- _Stored data entries_
####################

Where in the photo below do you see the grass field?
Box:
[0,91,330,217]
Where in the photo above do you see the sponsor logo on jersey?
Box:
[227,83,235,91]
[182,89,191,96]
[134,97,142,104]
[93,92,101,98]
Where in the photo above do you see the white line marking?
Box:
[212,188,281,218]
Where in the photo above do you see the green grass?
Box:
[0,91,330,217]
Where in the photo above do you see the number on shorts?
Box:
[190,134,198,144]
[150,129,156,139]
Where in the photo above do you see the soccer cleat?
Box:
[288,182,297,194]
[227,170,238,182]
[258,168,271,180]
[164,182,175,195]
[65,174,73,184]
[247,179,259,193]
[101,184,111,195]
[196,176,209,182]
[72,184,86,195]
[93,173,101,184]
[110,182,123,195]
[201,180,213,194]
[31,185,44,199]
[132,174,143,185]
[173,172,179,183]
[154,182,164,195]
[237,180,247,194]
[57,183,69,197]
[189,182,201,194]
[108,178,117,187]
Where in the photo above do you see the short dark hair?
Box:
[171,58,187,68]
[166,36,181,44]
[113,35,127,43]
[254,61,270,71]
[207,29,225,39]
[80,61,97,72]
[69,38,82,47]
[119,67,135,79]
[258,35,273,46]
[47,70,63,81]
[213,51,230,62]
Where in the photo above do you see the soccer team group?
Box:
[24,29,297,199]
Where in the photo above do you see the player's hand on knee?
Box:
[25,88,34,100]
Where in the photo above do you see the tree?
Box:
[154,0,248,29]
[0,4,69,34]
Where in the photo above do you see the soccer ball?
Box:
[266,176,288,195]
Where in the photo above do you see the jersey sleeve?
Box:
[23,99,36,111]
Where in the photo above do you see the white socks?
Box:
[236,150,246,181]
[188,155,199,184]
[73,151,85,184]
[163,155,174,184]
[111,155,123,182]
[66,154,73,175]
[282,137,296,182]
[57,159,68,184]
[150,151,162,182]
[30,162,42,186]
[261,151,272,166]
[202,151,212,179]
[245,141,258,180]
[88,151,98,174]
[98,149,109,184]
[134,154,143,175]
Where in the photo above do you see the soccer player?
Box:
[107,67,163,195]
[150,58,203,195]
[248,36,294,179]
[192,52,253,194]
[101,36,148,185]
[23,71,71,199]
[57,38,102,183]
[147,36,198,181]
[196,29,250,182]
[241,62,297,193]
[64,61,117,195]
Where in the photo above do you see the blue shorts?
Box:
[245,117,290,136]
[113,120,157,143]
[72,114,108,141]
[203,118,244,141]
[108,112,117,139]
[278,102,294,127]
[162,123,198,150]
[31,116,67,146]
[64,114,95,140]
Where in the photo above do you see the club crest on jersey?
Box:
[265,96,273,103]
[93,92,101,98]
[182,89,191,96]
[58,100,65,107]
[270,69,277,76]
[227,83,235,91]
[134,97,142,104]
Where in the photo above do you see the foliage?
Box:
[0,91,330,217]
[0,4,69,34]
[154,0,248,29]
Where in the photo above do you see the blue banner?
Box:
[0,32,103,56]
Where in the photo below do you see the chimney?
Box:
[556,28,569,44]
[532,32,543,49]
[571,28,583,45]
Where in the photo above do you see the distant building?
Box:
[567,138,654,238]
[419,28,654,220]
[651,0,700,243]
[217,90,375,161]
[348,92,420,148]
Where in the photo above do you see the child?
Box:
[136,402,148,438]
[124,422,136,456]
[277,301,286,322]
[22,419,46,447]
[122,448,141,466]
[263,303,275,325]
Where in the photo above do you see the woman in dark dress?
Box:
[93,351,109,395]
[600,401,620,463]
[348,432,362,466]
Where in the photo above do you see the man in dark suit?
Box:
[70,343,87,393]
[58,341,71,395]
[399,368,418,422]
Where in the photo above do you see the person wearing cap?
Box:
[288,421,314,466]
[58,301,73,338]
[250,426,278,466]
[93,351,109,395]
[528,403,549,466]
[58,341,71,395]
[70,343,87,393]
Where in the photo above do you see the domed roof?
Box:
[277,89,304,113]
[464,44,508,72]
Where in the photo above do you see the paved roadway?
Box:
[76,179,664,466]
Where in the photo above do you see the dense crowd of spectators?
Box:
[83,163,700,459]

####################

- _What you should do_
List each line of the records above that contains the string "jersey", treating uppercase and lowercase as different.

- _Result of the task_
Where in the photo above do you see the sponsor logo on jersey?
Where in the photo above do you see the jersey sleeve?
Where in the photo above do you see the club crest on jersey?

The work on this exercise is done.